To be done
[1] Reproduce the news report on Russian forces in Georgia in full, word for word.
[2] Count the lines in the entries that contain the string "beige", treating uppercase and lowercase as different, and reply with only that number.

IGOETI, Georgia | Russian forces built ramparts around tanks and posted sentries on a hill in central Georgia on Sunday, digging in despite Western pressure for Moscow to withdraw its forces under a cease-fire deal signed by Russian President Dmitry Medvedev.

The United States and France said it appeared that Russia was defying the truce already. Russian troops still controlled two Georgian cities and the key east-west highway between them Saturday, an area well outside the breakaway provinces where earlier fighting was focused.

"From my point of view - and I am in contact with the French - the Russians are perhaps already not honoring their word," U.S. Secretary of State Condoleezza Rice said.

President Bush warned Russia Saturday that it cannot lay claim to the two separatist regions in U.S.-backed Georgia even though their sympathies lie with Moscow.

"There is no room for debate on this matter," the president, with Miss Rice, told reporters at his Texas ranch.

But Georgia's Foreign Ministry accused Russian army units and separatist fighters in one of the regions, Abkhazia, of taking over 13 villages and the Inguri hydropower plant Saturday, shifting the border of the Black Sea province toward the Inguri River.

Abkhaz officials could not immediately be reached for comment on the late-night claim, and there was no information on whether the seizure involved violence.

The villages and plant are in a United Nations-established buffer zone on Abkhazia's edge, and it appeared that the separatists were bolstering their control over the zone after Russian-backed fighters forced Georgians out of their last stronghold in Abkhazia earlier this week.

The tense peace pact in Georgia, a U.S. ally that has emerged as a proxy for conflict between an emboldened Russia and the West, calls for both Russian and Georgian forces to pull back to positions they held before fighting erupted Aug. 7 in the other breakaway province, South Ossetia in central Georgia.

But freshly dug positions of Russian armor in the town of Igoeti, about 30 miles west of the capital Tbilisi, showed that Russia was observing the truce at the pace and scope of its choosing.

Russia's foreign minister, Sergey Lavrov, acknowledged that Mr. Medvedev had signed the cease-fire deal and ordered its implementation, but he said Russian troops would not withdraw until Moscow is satisfied that security measures its forces are allowed to take under the agreement are effective.

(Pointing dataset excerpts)
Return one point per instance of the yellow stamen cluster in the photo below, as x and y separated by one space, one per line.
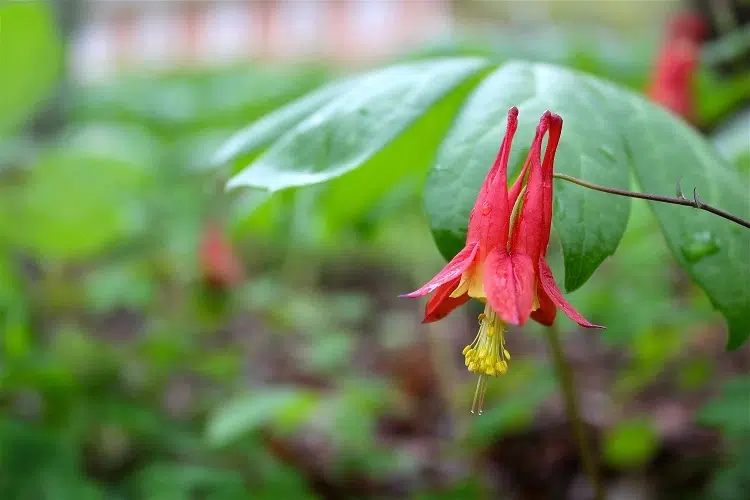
487 355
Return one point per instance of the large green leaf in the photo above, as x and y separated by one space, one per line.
713 251
349 130
29 59
609 134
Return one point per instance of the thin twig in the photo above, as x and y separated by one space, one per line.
680 200
567 386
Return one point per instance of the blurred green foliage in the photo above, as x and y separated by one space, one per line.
124 376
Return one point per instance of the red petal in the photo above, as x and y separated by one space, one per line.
509 285
454 269
549 285
528 237
548 169
441 303
547 310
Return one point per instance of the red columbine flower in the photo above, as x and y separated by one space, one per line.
503 263
219 265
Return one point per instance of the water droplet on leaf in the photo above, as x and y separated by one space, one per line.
700 245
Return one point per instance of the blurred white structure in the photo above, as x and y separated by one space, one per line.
119 34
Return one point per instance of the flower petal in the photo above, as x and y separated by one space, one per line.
454 269
548 168
527 234
509 284
547 310
550 287
441 303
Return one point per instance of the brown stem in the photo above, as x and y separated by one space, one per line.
567 386
680 200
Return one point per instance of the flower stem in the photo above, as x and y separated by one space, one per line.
679 200
567 386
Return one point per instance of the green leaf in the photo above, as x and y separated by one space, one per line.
730 410
248 413
260 133
349 130
590 224
630 444
76 203
30 58
713 251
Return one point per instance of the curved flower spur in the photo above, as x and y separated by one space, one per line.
504 261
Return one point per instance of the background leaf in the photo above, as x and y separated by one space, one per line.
352 128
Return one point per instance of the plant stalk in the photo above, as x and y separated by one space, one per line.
572 408
680 200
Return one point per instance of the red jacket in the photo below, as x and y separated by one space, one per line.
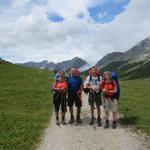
110 89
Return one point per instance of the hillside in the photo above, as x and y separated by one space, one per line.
134 63
25 106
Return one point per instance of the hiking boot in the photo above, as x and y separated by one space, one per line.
63 121
79 120
92 121
71 120
57 121
114 125
106 124
99 122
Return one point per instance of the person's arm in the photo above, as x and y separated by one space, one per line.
87 85
115 88
65 86
81 84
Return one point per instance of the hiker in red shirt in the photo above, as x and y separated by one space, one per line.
59 98
109 90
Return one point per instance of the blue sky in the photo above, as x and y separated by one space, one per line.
107 11
35 30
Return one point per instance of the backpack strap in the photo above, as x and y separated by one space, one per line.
97 77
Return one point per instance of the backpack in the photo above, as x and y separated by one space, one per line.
116 78
86 90
107 85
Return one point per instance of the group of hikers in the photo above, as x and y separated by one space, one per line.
68 91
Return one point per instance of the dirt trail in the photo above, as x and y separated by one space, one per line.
86 137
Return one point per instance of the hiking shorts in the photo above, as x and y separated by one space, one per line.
110 105
94 98
74 98
59 100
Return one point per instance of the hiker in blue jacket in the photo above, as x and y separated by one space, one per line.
75 87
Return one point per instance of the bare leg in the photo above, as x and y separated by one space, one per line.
98 111
114 116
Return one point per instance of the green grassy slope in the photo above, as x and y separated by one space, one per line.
135 103
25 106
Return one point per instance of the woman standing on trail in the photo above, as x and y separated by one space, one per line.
75 86
59 98
93 84
109 89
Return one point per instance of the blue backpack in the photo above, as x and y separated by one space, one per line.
115 77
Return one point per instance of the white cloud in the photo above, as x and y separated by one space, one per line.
31 36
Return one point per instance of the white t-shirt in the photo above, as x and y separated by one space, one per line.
94 82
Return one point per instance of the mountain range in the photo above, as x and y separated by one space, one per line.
134 63
65 65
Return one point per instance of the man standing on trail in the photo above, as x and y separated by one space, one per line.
75 86
109 89
59 98
93 83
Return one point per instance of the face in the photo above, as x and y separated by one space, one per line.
94 71
73 72
107 76
62 73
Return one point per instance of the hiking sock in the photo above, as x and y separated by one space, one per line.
63 121
71 119
79 119
92 121
106 124
99 121
114 125
57 121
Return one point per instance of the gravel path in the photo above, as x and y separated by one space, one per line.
86 137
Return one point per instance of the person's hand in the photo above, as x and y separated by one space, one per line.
105 91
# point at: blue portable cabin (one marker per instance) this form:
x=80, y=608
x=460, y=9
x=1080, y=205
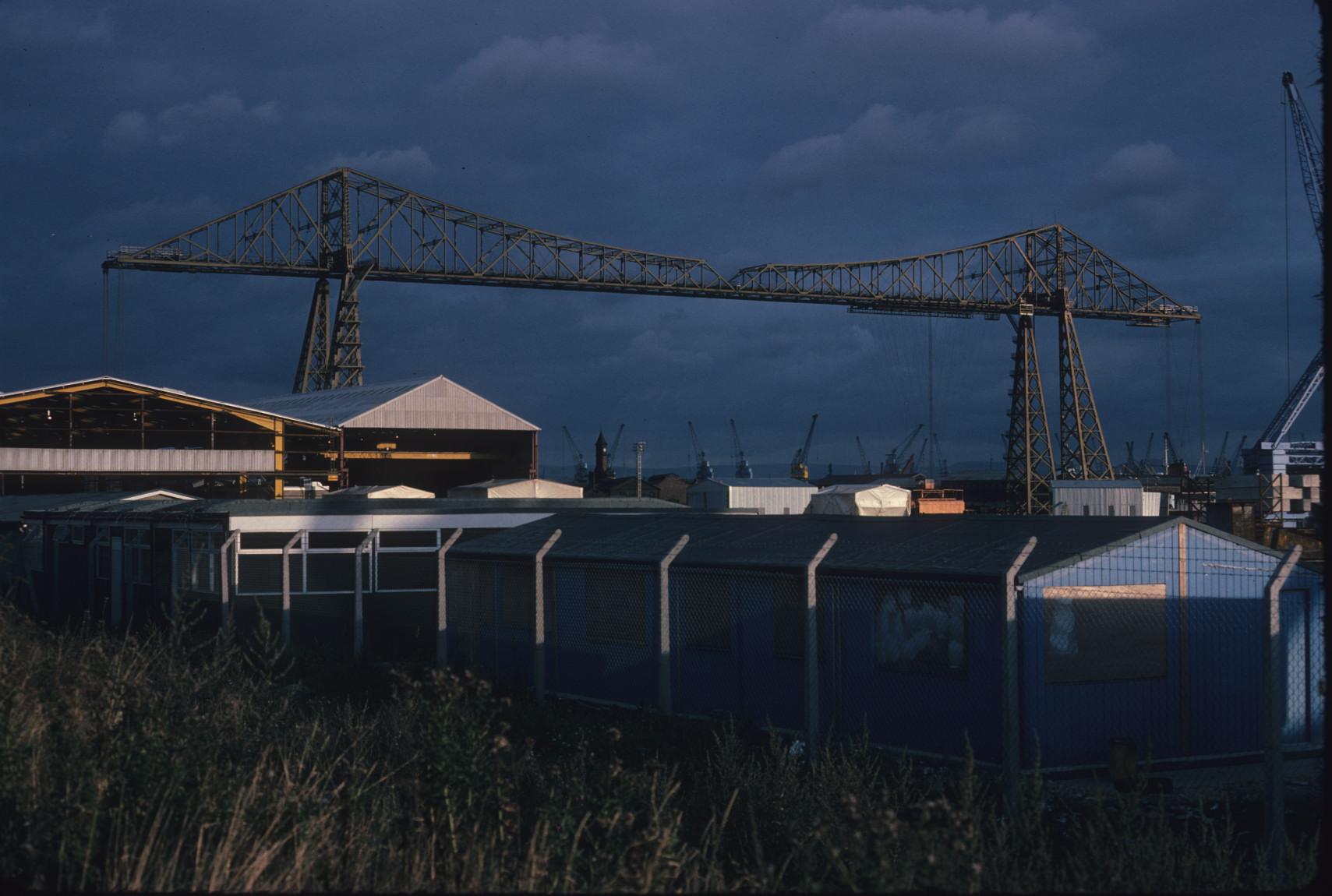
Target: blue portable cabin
x=1182, y=621
x=910, y=627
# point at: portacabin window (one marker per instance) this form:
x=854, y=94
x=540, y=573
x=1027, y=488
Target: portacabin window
x=789, y=617
x=1104, y=633
x=517, y=595
x=708, y=610
x=616, y=605
x=920, y=629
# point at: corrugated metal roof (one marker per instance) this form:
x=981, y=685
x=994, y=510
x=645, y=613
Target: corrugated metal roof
x=12, y=507
x=167, y=392
x=356, y=505
x=761, y=482
x=954, y=546
x=433, y=402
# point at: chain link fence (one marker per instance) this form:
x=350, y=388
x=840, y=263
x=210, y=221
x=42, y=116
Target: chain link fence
x=1181, y=657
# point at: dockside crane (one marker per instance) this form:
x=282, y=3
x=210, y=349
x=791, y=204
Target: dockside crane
x=1236, y=461
x=894, y=464
x=1144, y=466
x=864, y=460
x=1175, y=465
x=1221, y=466
x=800, y=464
x=581, y=471
x=704, y=471
x=1309, y=150
x=742, y=469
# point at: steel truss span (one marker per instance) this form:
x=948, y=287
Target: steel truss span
x=348, y=220
x=348, y=227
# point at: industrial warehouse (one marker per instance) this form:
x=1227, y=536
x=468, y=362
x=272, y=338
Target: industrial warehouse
x=108, y=434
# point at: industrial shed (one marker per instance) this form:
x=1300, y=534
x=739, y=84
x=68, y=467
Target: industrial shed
x=766, y=497
x=429, y=433
x=517, y=489
x=1103, y=498
x=109, y=434
x=123, y=558
x=1127, y=627
x=878, y=499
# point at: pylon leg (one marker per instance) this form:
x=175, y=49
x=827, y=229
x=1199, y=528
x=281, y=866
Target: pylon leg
x=1030, y=464
x=1082, y=445
x=345, y=358
x=312, y=366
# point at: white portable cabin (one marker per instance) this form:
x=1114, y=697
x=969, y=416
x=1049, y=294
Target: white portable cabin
x=766, y=497
x=1103, y=498
x=871, y=499
x=517, y=489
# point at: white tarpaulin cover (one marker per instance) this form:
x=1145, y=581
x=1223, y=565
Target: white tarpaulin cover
x=517, y=489
x=862, y=501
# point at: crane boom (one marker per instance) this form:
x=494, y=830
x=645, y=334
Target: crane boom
x=864, y=458
x=1309, y=150
x=704, y=469
x=742, y=469
x=800, y=464
x=1295, y=402
x=581, y=471
x=1311, y=153
x=614, y=446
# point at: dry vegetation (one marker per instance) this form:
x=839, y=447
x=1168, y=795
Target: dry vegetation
x=182, y=760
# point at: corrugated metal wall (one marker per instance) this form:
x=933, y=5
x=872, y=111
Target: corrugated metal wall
x=132, y=461
x=1102, y=501
x=1210, y=699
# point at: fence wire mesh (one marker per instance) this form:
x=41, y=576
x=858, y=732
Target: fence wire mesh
x=602, y=631
x=1159, y=657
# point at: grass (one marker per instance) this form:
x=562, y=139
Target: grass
x=182, y=760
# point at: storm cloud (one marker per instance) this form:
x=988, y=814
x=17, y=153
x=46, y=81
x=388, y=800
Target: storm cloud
x=740, y=132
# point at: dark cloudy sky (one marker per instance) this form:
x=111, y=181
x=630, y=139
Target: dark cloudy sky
x=740, y=132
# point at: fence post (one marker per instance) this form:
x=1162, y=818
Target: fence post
x=224, y=570
x=359, y=602
x=118, y=586
x=539, y=629
x=811, y=649
x=94, y=546
x=663, y=695
x=287, y=586
x=441, y=618
x=1011, y=676
x=1274, y=691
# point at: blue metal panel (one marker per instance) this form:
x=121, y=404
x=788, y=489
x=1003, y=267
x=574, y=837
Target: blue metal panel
x=747, y=679
x=1071, y=723
x=920, y=711
x=606, y=670
x=1210, y=699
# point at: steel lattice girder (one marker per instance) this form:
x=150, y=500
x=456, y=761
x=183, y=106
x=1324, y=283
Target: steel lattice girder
x=1030, y=467
x=347, y=219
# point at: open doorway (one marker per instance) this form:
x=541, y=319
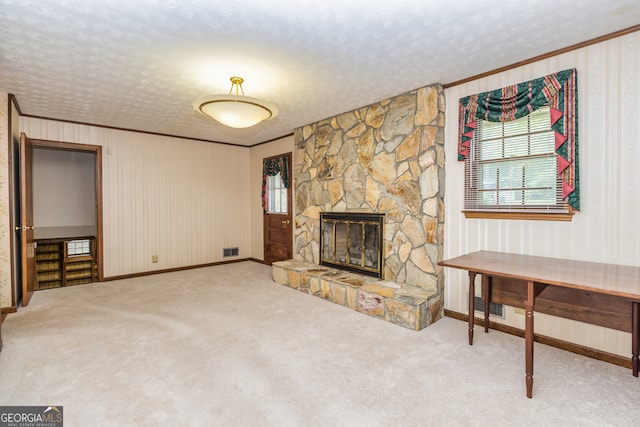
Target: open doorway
x=64, y=185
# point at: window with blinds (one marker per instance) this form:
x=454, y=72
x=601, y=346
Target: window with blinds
x=512, y=167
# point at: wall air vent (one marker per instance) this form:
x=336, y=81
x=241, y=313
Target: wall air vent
x=496, y=310
x=226, y=252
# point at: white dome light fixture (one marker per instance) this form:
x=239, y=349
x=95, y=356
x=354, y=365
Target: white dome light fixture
x=235, y=110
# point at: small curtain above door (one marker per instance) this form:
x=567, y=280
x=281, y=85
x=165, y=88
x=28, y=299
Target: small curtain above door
x=272, y=167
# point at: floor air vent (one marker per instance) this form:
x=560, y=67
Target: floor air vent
x=230, y=252
x=496, y=310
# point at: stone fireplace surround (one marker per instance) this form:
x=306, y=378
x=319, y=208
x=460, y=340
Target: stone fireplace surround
x=388, y=158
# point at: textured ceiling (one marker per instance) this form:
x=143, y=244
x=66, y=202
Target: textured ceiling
x=139, y=64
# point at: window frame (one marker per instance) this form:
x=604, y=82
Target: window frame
x=472, y=167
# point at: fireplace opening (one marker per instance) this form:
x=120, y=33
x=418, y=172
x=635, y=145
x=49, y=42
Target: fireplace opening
x=353, y=242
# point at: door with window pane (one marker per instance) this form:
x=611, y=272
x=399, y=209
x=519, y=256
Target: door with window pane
x=278, y=240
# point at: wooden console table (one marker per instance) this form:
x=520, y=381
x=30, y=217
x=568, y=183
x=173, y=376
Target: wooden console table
x=602, y=294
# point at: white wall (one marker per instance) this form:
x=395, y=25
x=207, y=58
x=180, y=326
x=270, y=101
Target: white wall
x=258, y=153
x=607, y=228
x=180, y=199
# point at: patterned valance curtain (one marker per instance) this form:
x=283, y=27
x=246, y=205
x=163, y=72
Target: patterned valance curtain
x=272, y=167
x=559, y=91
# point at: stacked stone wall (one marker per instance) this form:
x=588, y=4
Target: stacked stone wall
x=387, y=158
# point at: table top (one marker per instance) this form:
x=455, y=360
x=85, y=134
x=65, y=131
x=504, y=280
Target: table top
x=611, y=279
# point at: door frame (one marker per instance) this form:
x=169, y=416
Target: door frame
x=97, y=150
x=289, y=216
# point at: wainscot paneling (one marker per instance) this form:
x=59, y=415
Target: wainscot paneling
x=179, y=199
x=607, y=228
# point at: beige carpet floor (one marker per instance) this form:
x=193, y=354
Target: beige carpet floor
x=226, y=346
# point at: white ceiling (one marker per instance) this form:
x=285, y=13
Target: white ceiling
x=139, y=64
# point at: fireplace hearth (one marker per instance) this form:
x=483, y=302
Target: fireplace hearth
x=353, y=242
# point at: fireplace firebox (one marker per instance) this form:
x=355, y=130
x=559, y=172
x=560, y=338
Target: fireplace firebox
x=353, y=242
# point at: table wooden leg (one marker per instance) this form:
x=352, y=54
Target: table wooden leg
x=528, y=335
x=486, y=296
x=472, y=308
x=635, y=337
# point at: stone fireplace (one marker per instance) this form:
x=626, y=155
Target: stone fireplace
x=386, y=158
x=352, y=242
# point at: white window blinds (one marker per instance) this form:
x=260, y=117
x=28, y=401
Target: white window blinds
x=512, y=166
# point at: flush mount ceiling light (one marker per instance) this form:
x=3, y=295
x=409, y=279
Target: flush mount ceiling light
x=235, y=110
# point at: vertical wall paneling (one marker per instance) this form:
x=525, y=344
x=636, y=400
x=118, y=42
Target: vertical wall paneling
x=5, y=220
x=180, y=199
x=607, y=229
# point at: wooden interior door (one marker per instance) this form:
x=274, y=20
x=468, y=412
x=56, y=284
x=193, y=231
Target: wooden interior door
x=26, y=219
x=278, y=226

Answer set
[1]
IGOETI, Georgia | Russian forces built ramparts around tanks and posted sentries on a hill in central Georgia on Sunday, digging in despite Western pressure for Moscow to withdraw its forces under a cease-fire deal signed by Russian President Dmitry Medvedev.

The United States and France said it appeared that Russia was defying the truce already. Russian troops still controlled two Georgian cities and the key east-west highway between them Saturday, an area well outside the breakaway provinces where earlier fighting was focused.

"From my point of view - and I am in contact with the French - the Russians are perhaps already not honoring their word," U.S. Secretary of State Condoleezza Rice said.

President Bush warned Russia Saturday that it cannot lay claim to the two separatist regions in U.S.-backed Georgia even though their sympathies lie with Moscow.

"There is no room for debate on this matter," the president, with Miss Rice, told reporters at his Texas ranch.

But Georgia's Foreign Ministry accused Russian army units and separatist fighters in one of the regions, Abkhazia, of taking over 13 villages and the Inguri hydropower plant Saturday, shifting the border of the Black Sea province toward the Inguri River.

Abkhaz officials could not immediately be reached for comment on the late-night claim, and there was no information on whether the seizure involved violence.

The villages and plant are in a United Nations-established buffer zone on Abkhazia's edge, and it appeared that the separatists were bolstering their control over the zone after Russian-backed fighters forced Georgians out of their last stronghold in Abkhazia earlier this week.

The tense peace pact in Georgia, a U.S. ally that has emerged as a proxy for conflict between an emboldened Russia and the West, calls for both Russian and Georgian forces to pull back to positions they held before fighting erupted Aug. 7 in the other breakaway province, South Ossetia in central Georgia.

But freshly dug positions of Russian armor in the town of Igoeti, about 30 miles west of the capital Tbilisi, showed that Russia was observing the truce at the pace and scope of its choosing.

Russia's foreign minister, Sergey Lavrov, acknowledged that Mr. Medvedev had signed the cease-fire deal and ordered its implementation, but he said Russian troops would not withdraw until Moscow is satisfied that security measures its forces are allowed to take under the agreement are effective.

[2] 2